▶ **Try it**: Your answer should repeat every record verbatim.

++++ Recorded data ++++

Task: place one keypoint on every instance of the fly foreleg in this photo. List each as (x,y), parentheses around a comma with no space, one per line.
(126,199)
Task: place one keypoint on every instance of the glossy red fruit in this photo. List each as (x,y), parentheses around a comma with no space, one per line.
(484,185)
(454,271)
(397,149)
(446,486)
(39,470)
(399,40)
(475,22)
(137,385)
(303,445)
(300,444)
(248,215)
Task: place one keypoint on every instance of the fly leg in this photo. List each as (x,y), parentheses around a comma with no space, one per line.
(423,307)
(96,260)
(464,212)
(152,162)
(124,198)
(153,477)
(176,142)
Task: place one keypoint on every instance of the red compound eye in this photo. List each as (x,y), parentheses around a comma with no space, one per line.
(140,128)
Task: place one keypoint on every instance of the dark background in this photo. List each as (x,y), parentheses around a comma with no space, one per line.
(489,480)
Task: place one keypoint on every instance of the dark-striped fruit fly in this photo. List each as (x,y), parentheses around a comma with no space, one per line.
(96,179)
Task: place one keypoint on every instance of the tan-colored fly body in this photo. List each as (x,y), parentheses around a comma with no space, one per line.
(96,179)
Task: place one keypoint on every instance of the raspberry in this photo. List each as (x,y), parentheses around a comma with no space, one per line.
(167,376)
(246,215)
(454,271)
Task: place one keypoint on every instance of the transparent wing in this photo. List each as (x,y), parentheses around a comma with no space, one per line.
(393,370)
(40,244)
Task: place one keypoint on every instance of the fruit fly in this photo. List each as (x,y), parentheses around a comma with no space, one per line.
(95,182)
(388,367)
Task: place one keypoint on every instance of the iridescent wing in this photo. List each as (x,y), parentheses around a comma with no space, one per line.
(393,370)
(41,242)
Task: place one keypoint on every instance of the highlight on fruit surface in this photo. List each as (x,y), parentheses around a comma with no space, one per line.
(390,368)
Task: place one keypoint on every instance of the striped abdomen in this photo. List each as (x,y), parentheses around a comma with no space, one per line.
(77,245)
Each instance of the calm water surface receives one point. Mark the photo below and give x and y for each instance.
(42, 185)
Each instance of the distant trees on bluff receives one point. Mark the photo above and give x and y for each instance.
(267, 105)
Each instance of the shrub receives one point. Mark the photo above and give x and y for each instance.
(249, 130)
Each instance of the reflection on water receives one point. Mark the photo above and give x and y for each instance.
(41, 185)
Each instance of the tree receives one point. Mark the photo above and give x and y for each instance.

++++

▶ **Solved exercise**:
Task: place one keypoint on every instance of the fly foreleg in this photo. List each as (x,y), parentheses around a comma with no space, one per line.
(126,199)
Task: place one keypoint on every instance of the glossy red fruit in this photo. List each as (x,y), parentheses around a comma with no space, one per line.
(484,185)
(454,271)
(397,149)
(446,486)
(39,470)
(399,40)
(475,22)
(137,385)
(303,445)
(300,444)
(248,215)
Task: place one keypoint on every instance of the fly leg in this photo. List each as (x,y), parentheses around a comma with no space, one per line.
(423,307)
(96,260)
(464,212)
(152,162)
(124,198)
(153,477)
(176,142)
Task: place one keypoint on every instance of the red compound eye in this photo. List each as (x,y), parentheses around a comma with no space, one per line.
(140,128)
Task: place one keypoint on every instance of the dark background in this photo. List each as (x,y), parentheses around a comma with no space, one per line.
(489,480)
Task: place one keypoint on every instance of the dark-striped fruit fly in this photo. List each as (x,y), parentheses around a comma with no space, one per line.
(96,179)
Task: place one keypoint on every instance of the tan-colored fly body in this photo. List each as (x,y), parentheses around a comma with no space, one per line.
(96,179)
Task: place one keypoint on every instance of the raspberry in this photo. List each as (x,y), parentheses around a comma with no space, one per line.
(167,376)
(246,215)
(454,271)
Task: place one keypoint on every instance of the transparent wing in this photo. List each as (x,y), parentheses around a comma with no space, one per line.
(393,370)
(40,244)
Task: place one keypoint on every instance of the fruit fly in this photo. List each as (x,y), parentheses around a comma with no space, one per line.
(95,182)
(388,367)
Task: place one keypoint on every instance of the iridescent wing in this photo. List each as (x,y), parentheses around a comma with no space, one per line.
(393,370)
(41,242)
Task: place one keypoint on every instance of the highlight on fruit surface in this photo. List each as (x,y), parentheses around a comma with no space, one per line.
(390,368)
Task: place one keypoint on every instance of the striped abdomen in this photo. List each as (x,y), parentheses around a comma with no space, one per line.
(77,245)
Each instance of the calm water surface receives one point. Mark the photo below and give x and y for each instance.
(42, 185)
Each instance of the distant trees on bluff receives one point. Mark the photo above and give x and y for each instance.
(267, 105)
Each instance of the shrub receives one point. Mark the photo above and give x and y for each instance.
(249, 130)
Each instance of the reflection on water receives one point. Mark the photo above and give x and y for each instance.
(41, 185)
Each instance of the tree receives one point. Mark the photo above and give x and y for each instance.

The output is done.